◆ **Source text**:
+ + + + +
Abstract
The condom plays a vital part in safe sex, the ideal outcome of mainstream Swedish sex education. As researchers have pointed out, however, the condom is not a neutral object; rather, it plays a part in shaping, in different ways, both sexual practices and the idea of what sex is. This paper focuses on sex education television programmes produced in Sweden from 1998 to 2011, and particularly on the condom's role in maintaining a hierarchy of sexuality that favours heterosexuality and vaginal intercourse. The analysis shows that the condom is presented as self-evident, as always available, and as unique in the protection it provides against sexually transmitted infections (STIs). Through over-simplified messages, such as ‘the condom is appropriate on all occasions’, the coital imperative is sustained and practices that do not include a penis are excluded from concepts of ‘sex’. From a safer sex perspective, this approach leaves unanswered questions about protection during other sexual practices, in particular from STIs such as herpes, for which no prevention strategies are presented. From a wider perspective, the sole focus on condoms, with its specific emphasis on the penis and penetration, runs contrary to the inclusive agenda of contemporary Swedish sex education.
Acknowledgements
This work was supported by the Swedish Research Council under grant 2011-5850. The author wishes to thank Anna Bredström, Jenny Bengtsson and Eva Reimers for valuable comments and support.
Disclosure statement
No potential conflict of interest was reported by the author.
+ + + + +
[Source records]
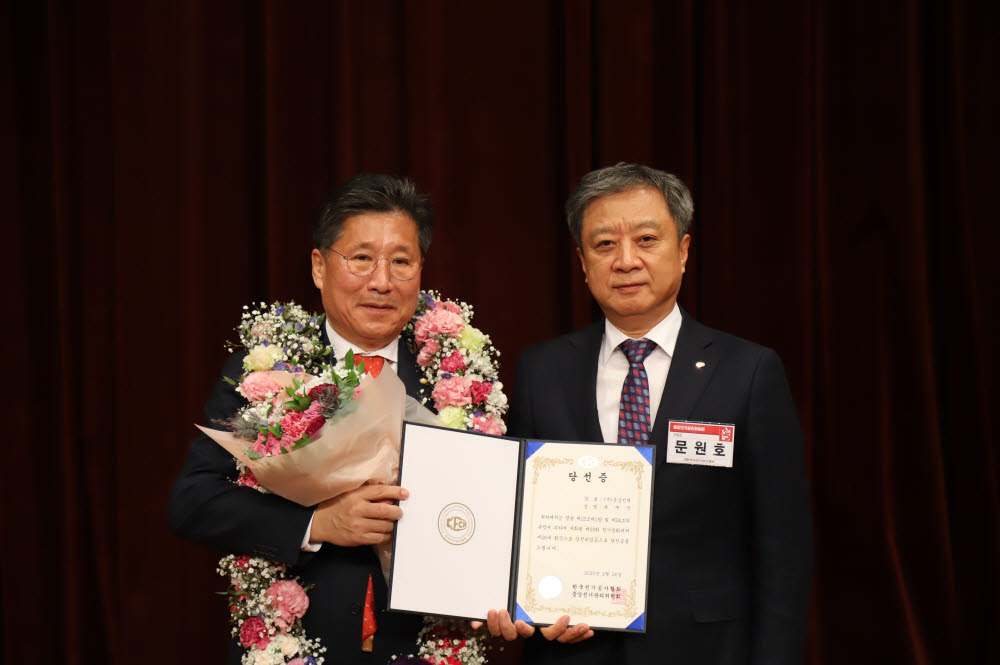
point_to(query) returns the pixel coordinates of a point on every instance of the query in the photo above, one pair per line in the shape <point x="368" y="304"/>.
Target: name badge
<point x="703" y="444"/>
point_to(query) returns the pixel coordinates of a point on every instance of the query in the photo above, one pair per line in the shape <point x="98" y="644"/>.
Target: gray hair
<point x="372" y="192"/>
<point x="623" y="177"/>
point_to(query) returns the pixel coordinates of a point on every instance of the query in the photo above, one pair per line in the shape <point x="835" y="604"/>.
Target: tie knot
<point x="636" y="350"/>
<point x="373" y="364"/>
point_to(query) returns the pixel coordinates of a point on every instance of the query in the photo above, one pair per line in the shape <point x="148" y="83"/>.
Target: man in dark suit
<point x="370" y="239"/>
<point x="731" y="552"/>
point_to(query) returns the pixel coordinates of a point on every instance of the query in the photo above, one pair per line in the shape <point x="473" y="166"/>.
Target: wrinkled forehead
<point x="383" y="232"/>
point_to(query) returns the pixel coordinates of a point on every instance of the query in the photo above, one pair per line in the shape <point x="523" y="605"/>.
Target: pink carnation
<point x="253" y="633"/>
<point x="315" y="391"/>
<point x="427" y="352"/>
<point x="452" y="392"/>
<point x="258" y="385"/>
<point x="454" y="362"/>
<point x="437" y="322"/>
<point x="289" y="601"/>
<point x="297" y="424"/>
<point x="486" y="425"/>
<point x="480" y="391"/>
<point x="267" y="444"/>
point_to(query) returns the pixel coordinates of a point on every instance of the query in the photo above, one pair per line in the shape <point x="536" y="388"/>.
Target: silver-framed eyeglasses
<point x="402" y="268"/>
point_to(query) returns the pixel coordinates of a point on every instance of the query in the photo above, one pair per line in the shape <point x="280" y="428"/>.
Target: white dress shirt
<point x="612" y="368"/>
<point x="340" y="348"/>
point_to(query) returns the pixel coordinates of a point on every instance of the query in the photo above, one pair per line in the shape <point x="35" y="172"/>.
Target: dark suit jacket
<point x="731" y="548"/>
<point x="206" y="507"/>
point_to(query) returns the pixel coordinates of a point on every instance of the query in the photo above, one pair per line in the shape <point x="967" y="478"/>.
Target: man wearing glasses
<point x="370" y="239"/>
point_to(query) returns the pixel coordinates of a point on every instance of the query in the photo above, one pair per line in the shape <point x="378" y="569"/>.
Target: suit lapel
<point x="406" y="366"/>
<point x="685" y="380"/>
<point x="406" y="370"/>
<point x="581" y="379"/>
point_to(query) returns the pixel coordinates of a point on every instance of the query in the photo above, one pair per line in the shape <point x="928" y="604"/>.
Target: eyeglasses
<point x="401" y="267"/>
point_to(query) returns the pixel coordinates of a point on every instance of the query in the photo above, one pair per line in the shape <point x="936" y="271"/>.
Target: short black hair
<point x="624" y="177"/>
<point x="372" y="192"/>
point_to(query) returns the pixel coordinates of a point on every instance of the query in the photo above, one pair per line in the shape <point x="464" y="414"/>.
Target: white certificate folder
<point x="541" y="528"/>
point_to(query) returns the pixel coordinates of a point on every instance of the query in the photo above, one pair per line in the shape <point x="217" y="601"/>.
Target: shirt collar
<point x="341" y="346"/>
<point x="663" y="333"/>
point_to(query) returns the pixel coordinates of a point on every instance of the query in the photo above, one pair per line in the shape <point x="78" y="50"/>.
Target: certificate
<point x="542" y="528"/>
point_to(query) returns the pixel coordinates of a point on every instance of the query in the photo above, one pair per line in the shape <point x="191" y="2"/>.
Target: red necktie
<point x="373" y="365"/>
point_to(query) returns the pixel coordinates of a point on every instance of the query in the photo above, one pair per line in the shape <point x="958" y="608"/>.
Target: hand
<point x="360" y="517"/>
<point x="499" y="624"/>
<point x="561" y="631"/>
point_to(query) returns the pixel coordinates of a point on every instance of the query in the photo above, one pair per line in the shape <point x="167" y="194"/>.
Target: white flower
<point x="264" y="658"/>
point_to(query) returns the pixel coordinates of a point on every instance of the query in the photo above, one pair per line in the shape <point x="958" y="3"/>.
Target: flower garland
<point x="459" y="365"/>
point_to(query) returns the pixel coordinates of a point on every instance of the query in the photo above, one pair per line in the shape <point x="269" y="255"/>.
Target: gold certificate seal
<point x="456" y="523"/>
+ + + + +
◆ **Problem 1**:
In the text on condoms in Swedish sex education, what years do the television programs studied span?
◆ **Problem 2**:
Write what comes next in the text on condoms in Swedish sex education, picking up after its final sentence.
None of the records is needed here.

◆ **Response area 1**:
1998 to 2011

◆ **Response area 2**:
Notes
1. Swedish universities differ in how much, if any, sex education they include in teacher education. Some universities provide optional courses and additional training for those who want it. The Swedish National Agency for Education supports such initiatives and organises conferences and courses in collaboration with universities, offering teachers the opportunity to achieve adequate education in the field, but there is a major lack of concordance and continuity.
2. The lower secondary school curriculum in 1994–2011 included reference to sexuality in biology and to a lesser degree in the social sciences syllabi. In the new curriculum from 2011, sexuality and other related concepts (for instance gender and identity) are given more emphasis and have been included to some extent in other subjects such as arts and physical education.
3. With the exception of ‘Highlights’, the 2009 Ramp episodes are not subtitled.
4. Translations of Sex on the Map are taken from the English-subtitled version.
5. However, in the teacher's guide to Sex on the Map (Foxhage Citation2011, 21) both dental dams and the possibility of cutting up a condom are mentioned. The text then operates with formulations such as the use of ‘so-called dental dams’, ‘can be difficult’, ‘may be used’, ‘for those who want’, in summary offering a strikingly different modality than the self-evident tone presenting condoms. See also Braun (Citation2013, 366–367) for another example of how protection other than condoms, especially dental dams, is linguistically marked as ‘odd’.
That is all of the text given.